(Work required): From the line containing "Q: Returning coordinates formatted like [731,125], pin" through the last line of the data, return those lines exactly as written and nothing more.

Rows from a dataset

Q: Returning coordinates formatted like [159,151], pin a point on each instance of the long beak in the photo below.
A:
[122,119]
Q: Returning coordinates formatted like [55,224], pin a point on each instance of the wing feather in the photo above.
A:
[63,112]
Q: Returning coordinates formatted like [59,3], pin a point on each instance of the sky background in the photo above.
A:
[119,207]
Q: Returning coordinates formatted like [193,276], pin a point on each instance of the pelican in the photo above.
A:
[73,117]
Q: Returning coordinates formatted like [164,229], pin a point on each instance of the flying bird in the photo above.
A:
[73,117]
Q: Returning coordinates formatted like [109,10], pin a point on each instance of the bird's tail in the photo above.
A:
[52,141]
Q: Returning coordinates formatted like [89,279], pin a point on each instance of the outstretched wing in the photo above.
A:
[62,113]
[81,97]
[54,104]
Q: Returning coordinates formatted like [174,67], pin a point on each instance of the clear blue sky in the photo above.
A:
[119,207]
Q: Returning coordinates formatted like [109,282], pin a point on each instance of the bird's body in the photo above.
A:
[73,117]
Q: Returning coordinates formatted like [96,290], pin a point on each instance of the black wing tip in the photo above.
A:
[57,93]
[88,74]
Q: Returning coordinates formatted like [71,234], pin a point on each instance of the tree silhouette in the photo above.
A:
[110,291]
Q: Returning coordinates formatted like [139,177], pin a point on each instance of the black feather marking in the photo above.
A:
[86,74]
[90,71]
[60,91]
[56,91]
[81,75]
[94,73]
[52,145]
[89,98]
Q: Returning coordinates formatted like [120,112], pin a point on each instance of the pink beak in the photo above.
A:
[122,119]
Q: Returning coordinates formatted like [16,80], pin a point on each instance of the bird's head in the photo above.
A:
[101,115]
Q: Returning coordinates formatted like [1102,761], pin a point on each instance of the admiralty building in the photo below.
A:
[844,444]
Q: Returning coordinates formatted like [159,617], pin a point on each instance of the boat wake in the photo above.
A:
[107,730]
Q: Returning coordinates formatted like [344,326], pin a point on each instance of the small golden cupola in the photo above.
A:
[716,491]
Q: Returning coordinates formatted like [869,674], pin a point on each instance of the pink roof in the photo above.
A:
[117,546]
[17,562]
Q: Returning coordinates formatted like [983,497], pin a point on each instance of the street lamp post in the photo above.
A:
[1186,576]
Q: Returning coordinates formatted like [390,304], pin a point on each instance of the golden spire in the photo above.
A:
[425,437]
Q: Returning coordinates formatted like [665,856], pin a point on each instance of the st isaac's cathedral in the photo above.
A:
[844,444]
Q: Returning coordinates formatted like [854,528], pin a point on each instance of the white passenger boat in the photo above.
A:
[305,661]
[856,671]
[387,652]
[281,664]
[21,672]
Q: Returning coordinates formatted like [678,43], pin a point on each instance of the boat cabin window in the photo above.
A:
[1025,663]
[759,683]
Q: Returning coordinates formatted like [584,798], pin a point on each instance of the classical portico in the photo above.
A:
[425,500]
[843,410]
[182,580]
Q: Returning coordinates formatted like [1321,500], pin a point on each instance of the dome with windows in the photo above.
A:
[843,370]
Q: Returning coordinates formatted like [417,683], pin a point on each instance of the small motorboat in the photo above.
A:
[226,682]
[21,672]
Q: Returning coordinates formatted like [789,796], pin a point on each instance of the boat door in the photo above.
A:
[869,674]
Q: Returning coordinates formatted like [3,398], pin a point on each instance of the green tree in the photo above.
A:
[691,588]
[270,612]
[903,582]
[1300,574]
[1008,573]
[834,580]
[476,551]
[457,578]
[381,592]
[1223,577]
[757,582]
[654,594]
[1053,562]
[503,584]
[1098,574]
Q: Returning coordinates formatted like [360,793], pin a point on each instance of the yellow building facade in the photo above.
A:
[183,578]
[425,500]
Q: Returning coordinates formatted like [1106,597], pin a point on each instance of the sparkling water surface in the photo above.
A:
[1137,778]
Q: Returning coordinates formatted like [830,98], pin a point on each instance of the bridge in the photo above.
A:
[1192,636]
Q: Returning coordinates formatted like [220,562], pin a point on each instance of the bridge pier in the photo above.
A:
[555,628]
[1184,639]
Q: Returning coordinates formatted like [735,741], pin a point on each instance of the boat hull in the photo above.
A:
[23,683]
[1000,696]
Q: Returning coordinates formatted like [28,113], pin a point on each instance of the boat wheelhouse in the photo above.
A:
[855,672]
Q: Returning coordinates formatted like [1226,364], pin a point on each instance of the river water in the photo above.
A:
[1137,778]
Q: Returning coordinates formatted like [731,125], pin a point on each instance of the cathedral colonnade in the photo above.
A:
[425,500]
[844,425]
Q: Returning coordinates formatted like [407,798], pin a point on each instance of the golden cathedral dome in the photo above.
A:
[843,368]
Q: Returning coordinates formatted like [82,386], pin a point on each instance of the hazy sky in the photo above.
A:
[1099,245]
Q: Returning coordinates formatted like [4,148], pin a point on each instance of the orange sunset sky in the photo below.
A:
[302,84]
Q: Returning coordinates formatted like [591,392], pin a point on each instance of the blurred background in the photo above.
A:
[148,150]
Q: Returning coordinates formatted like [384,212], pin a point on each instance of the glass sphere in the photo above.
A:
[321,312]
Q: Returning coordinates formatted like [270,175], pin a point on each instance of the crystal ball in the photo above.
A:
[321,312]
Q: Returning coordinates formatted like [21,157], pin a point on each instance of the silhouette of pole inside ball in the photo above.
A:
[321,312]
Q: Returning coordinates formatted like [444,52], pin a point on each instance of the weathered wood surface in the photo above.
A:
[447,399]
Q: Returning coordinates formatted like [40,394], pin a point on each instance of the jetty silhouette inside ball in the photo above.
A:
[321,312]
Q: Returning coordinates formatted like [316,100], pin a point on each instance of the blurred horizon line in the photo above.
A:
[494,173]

(Answer to this task):
Q: Returning coordinates formatted like [731,125], pin a point on each instance of the cathedral colonnade in the photo above.
A:
[425,500]
[844,425]
Q: Returning coordinates formatted like [407,798], pin a point on each instance of the golden cathedral dome in the photo above.
A:
[843,368]
Q: Returning coordinates formatted like [82,386], pin a point on each instance of the hazy sky in the photo above.
A:
[1099,245]
Q: Returning coordinates formatted like [4,148], pin a point on each instance of the orange sunset sky in the photo below.
A:
[302,84]
Q: Returning coordinates formatted like [591,392], pin a point on each instance of the blurred background in the photo above.
A:
[148,150]
Q: Returning coordinates formatted like [384,212], pin a point on each instance of the glass sphere in the photo above.
A:
[321,312]
Q: Returning coordinates formatted like [270,175], pin a point on each instance of the crystal ball in the photo above.
A:
[321,312]
Q: Returning coordinates formatted like [21,157], pin a point on each instance of the silhouette of pole inside ball in the photo above.
A:
[321,312]
Q: Returning coordinates formatted like [444,52], pin a point on each instance of the weathered wood surface in the photo above.
A:
[447,399]
Q: Returning coordinates formatted like [40,394], pin a point on each instance of the jetty silhouette inside ball in the photo above.
A:
[321,312]
Q: Returning coordinates formatted like [316,100], pin a point on each instance of the blurred horizon line in the photo above.
A:
[494,173]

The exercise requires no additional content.